Problem to solve: Convert the rows below into a Markdown table with two columns, No and Line. Put each line's number under No and the line under Line, and leave out blank lines.

Records provided:
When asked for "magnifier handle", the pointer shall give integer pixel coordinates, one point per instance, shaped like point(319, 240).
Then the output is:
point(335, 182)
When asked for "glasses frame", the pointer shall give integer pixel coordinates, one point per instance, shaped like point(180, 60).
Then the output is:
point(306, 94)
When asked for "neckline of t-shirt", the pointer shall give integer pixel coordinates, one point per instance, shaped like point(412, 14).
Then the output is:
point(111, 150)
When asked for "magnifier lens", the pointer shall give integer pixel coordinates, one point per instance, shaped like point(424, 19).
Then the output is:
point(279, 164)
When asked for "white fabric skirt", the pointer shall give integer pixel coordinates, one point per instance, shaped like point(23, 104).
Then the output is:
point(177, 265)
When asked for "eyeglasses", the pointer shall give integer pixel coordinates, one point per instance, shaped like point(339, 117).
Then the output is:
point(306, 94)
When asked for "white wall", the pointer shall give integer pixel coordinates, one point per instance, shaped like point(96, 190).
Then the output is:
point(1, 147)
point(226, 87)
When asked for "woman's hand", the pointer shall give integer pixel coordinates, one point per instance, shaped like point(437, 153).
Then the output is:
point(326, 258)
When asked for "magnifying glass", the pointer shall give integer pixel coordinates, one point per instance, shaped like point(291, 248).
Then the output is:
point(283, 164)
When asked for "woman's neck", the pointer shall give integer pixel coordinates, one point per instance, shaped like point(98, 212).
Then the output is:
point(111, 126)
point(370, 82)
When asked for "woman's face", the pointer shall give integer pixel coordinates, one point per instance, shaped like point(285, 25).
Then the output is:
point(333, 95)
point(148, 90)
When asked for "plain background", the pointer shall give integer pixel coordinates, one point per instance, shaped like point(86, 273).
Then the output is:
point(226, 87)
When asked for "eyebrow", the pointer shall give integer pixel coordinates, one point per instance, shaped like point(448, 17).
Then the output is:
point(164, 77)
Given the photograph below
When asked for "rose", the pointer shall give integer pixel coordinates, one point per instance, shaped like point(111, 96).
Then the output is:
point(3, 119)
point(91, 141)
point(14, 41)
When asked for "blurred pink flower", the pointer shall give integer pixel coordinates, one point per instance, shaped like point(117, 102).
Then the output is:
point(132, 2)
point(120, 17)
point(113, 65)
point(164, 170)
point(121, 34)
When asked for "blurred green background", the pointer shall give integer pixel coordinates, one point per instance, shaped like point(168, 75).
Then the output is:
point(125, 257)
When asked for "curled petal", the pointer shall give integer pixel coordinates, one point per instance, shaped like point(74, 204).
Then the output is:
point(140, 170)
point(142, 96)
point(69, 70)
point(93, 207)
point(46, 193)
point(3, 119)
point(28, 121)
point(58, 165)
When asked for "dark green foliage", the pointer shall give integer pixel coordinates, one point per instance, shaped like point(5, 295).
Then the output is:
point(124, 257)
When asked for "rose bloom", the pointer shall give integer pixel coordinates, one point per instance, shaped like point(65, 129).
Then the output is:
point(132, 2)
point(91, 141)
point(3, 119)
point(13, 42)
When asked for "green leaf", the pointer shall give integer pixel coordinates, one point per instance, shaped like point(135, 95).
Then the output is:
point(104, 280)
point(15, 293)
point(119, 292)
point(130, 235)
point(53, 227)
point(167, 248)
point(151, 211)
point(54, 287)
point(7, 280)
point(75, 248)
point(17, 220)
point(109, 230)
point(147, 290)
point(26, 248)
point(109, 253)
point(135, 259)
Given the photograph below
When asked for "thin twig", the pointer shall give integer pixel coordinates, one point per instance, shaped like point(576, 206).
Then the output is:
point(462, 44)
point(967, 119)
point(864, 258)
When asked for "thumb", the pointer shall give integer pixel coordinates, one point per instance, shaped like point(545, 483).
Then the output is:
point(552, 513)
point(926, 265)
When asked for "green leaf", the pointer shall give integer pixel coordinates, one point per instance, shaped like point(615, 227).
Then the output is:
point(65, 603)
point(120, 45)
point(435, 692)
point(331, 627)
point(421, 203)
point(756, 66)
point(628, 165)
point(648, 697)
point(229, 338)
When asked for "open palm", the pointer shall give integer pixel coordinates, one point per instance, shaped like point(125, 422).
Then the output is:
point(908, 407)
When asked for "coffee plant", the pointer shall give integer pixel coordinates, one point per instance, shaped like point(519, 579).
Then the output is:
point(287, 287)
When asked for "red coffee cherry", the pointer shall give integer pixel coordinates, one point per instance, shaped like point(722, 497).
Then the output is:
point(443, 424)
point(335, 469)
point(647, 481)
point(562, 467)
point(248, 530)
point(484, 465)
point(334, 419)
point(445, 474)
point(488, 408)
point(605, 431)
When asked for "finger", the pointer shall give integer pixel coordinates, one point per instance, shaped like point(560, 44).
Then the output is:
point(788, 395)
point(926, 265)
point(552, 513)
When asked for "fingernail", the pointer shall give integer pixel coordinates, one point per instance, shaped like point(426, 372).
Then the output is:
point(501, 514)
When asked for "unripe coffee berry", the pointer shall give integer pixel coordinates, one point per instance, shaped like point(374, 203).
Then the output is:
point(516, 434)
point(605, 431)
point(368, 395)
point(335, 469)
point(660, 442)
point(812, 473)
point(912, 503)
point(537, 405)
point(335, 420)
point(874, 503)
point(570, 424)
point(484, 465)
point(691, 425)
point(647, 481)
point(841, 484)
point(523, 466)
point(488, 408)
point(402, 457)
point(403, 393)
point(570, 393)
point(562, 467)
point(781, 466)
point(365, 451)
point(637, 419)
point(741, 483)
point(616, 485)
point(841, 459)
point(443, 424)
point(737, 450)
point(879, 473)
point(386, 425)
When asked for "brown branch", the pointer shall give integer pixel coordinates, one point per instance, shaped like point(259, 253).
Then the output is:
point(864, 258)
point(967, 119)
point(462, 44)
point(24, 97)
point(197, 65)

Output for this task:
| No | Line |
|---|---|
| 1 | When asked for "magnifier handle", the pointer shall give integer pixel coordinates, one point per instance, shaped like point(319, 240). |
| 2 | Then the output is: |
| 3 | point(335, 182) |
| 4 | When asked for "glasses frame", the pointer shall give integer pixel coordinates, one point per instance, shaped like point(180, 60). |
| 5 | Then the output is: |
| 6 | point(306, 94) |
| 7 | When asked for "neckline of t-shirt", the pointer shall give integer pixel coordinates, one point per instance, shaped like point(412, 14). |
| 8 | Then the output is: |
| 9 | point(111, 150) |
| 10 | When asked for "magnifier lens", the pointer shall give integer pixel coordinates, one point per instance, shaped like point(424, 19). |
| 11 | Then the output is: |
| 12 | point(279, 164) |
| 13 | When asked for "white fabric skirt", the pointer shall give integer pixel coordinates, one point per instance, shaped like point(23, 104). |
| 14 | Then the output is: |
| 15 | point(177, 265) |
| 16 | When asked for "eyeglasses", the pointer shall give integer pixel coordinates, one point per instance, shaped like point(339, 117). |
| 17 | Then the output is: |
| 18 | point(306, 94) |
| 19 | When asked for "white wall", the pointer shall give integer pixel coordinates, one point per instance, shaped like point(96, 190). |
| 20 | Then the output is: |
| 21 | point(1, 147) |
| 22 | point(226, 87) |
| 23 | When asked for "woman's hand", the pointer shall give integer pixel coordinates, one point per instance, shaped like point(437, 153). |
| 24 | Then the output is: |
| 25 | point(326, 258) |
| 26 | When asked for "magnifying glass", the pointer shall give integer pixel coordinates, one point per instance, shaped like point(291, 248). |
| 27 | Then the output is: |
| 28 | point(283, 164) |
| 29 | When asked for "woman's neck", the pointer shall give integer pixel coordinates, one point per instance, shaped like point(98, 212). |
| 30 | Then the output is: |
| 31 | point(111, 126) |
| 32 | point(370, 82) |
| 33 | When asked for "woman's face", the pointer shall give integer pixel coordinates, one point per instance, shaped like point(285, 25). |
| 34 | Then the output is: |
| 35 | point(333, 95) |
| 36 | point(148, 90) |
| 37 | When asked for "plain background", the pointer shall give integer pixel coordinates, one point per instance, shaped like point(86, 273). |
| 38 | Then the output is: |
| 39 | point(226, 87) |
| 40 | When asked for "eyebrow", the pointer shall give integer pixel coordinates, one point per instance, shaped like point(448, 17). |
| 41 | Then the output is: |
| 42 | point(164, 77) |
| 43 | Given the photograph below |
| 44 | When asked for "rose", the pointer shall give integer pixel coordinates, one point per instance, shaped like point(111, 96). |
| 45 | Then the output is: |
| 46 | point(3, 119) |
| 47 | point(91, 141) |
| 48 | point(14, 41) |
| 49 | When asked for "blurred pink flower", the pointer shall give integer pixel coordinates, one point per instance, shaped like point(117, 102). |
| 50 | Then the output is: |
| 51 | point(132, 2) |
| 52 | point(120, 17) |
| 53 | point(113, 65) |
| 54 | point(164, 170) |
| 55 | point(121, 34) |
| 56 | When asked for "blurred green background", the pointer shall give integer pixel coordinates, one point per instance, shaped like point(168, 75). |
| 57 | Then the output is: |
| 58 | point(125, 257) |
| 59 | When asked for "curled petal", the pointer shall give integer pixel coordinates, one point per instance, shaped like point(74, 204). |
| 60 | Then the output is: |
| 61 | point(140, 170) |
| 62 | point(142, 96) |
| 63 | point(69, 70) |
| 64 | point(93, 207) |
| 65 | point(46, 193) |
| 66 | point(3, 119) |
| 67 | point(28, 121) |
| 68 | point(58, 165) |
| 69 | When asked for "dark green foliage", the pointer shall give integer pixel coordinates, one point per instance, shaped like point(5, 295). |
| 70 | Then the output is: |
| 71 | point(124, 257) |
| 72 | When asked for "rose bloom", the pointer shall give integer pixel coordinates, one point per instance, shaped like point(65, 129). |
| 73 | Then the output is: |
| 74 | point(132, 2) |
| 75 | point(91, 141) |
| 76 | point(3, 119) |
| 77 | point(13, 42) |
| 78 | When asked for "green leaf", the pointer shall give integer pixel coordinates, one point per instance, shaped like point(135, 95). |
| 79 | Then the output is: |
| 80 | point(104, 280) |
| 81 | point(15, 293) |
| 82 | point(119, 292) |
| 83 | point(130, 235) |
| 84 | point(53, 227) |
| 85 | point(167, 248) |
| 86 | point(151, 211) |
| 87 | point(54, 287) |
| 88 | point(7, 280) |
| 89 | point(75, 248) |
| 90 | point(17, 220) |
| 91 | point(109, 230) |
| 92 | point(147, 290) |
| 93 | point(26, 248) |
| 94 | point(109, 253) |
| 95 | point(135, 259) |
| 96 | Given the photograph below |
| 97 | When asked for "thin twig", the pointer shall give integer pixel coordinates, one point per instance, shaped like point(576, 206). |
| 98 | Then the output is: |
| 99 | point(462, 44) |
| 100 | point(967, 119) |
| 101 | point(864, 258) |
| 102 | When asked for "thumb", the pointer shall give integer pixel coordinates, one point per instance, shaped like point(545, 483). |
| 103 | Then the output is: |
| 104 | point(552, 513) |
| 105 | point(926, 265) |
| 106 | When asked for "green leaf", the pointer shall give integer pixel coordinates, one point per instance, shaped like point(615, 227). |
| 107 | Then the output is: |
| 108 | point(65, 603) |
| 109 | point(120, 45) |
| 110 | point(435, 692) |
| 111 | point(331, 627) |
| 112 | point(421, 203) |
| 113 | point(756, 66) |
| 114 | point(628, 165) |
| 115 | point(648, 697) |
| 116 | point(229, 338) |
| 117 | When asked for "open palm", the pointer shall give integer pixel coordinates, one point per instance, shaped like point(125, 422). |
| 118 | Then the output is: |
| 119 | point(908, 407) |
| 120 | When asked for "coffee plant", the pointer shall give integer pixel coordinates, one point per instance, shaped like point(519, 579). |
| 121 | Then the output is: |
| 122 | point(287, 287) |
| 123 | When asked for "red coffee cherry", the pointer shall give integer pixel coordinates, one point per instance, shaped like point(722, 497). |
| 124 | Then the output is: |
| 125 | point(443, 424) |
| 126 | point(335, 469) |
| 127 | point(647, 481) |
| 128 | point(562, 467) |
| 129 | point(248, 530) |
| 130 | point(484, 465) |
| 131 | point(334, 419) |
| 132 | point(445, 474) |
| 133 | point(488, 408) |
| 134 | point(605, 431) |
| 135 | When asked for "finger", the pointer shall give integer pixel coordinates, one point per instance, shaped like point(560, 44). |
| 136 | Then the output is: |
| 137 | point(788, 395) |
| 138 | point(926, 265) |
| 139 | point(552, 513) |
| 140 | When asked for "fingernail", the pointer shall give integer pixel coordinates, one point per instance, shaped like point(426, 372). |
| 141 | Then the output is: |
| 142 | point(501, 514) |
| 143 | When asked for "unripe coffee berry", the pointer shall give integer pixel coordinates, one point per instance, shaped like point(374, 203). |
| 144 | Then the output is: |
| 145 | point(516, 434) |
| 146 | point(605, 431) |
| 147 | point(368, 395) |
| 148 | point(335, 469) |
| 149 | point(660, 442) |
| 150 | point(812, 473) |
| 151 | point(912, 503) |
| 152 | point(537, 405) |
| 153 | point(335, 420) |
| 154 | point(874, 503) |
| 155 | point(570, 424) |
| 156 | point(484, 465) |
| 157 | point(691, 425) |
| 158 | point(647, 481) |
| 159 | point(841, 484) |
| 160 | point(523, 466) |
| 161 | point(488, 408) |
| 162 | point(402, 457) |
| 163 | point(403, 393) |
| 164 | point(570, 393) |
| 165 | point(562, 467) |
| 166 | point(781, 466) |
| 167 | point(365, 451) |
| 168 | point(637, 419) |
| 169 | point(741, 483) |
| 170 | point(616, 485) |
| 171 | point(841, 459) |
| 172 | point(443, 424) |
| 173 | point(737, 450) |
| 174 | point(879, 473) |
| 175 | point(386, 425) |
| 176 | When asked for "brown branch", the pointer shall give integer pixel coordinates, one point per instance, shaped like point(259, 253). |
| 177 | Then the output is: |
| 178 | point(864, 258) |
| 179 | point(967, 119) |
| 180 | point(462, 44) |
| 181 | point(24, 97) |
| 182 | point(197, 65) |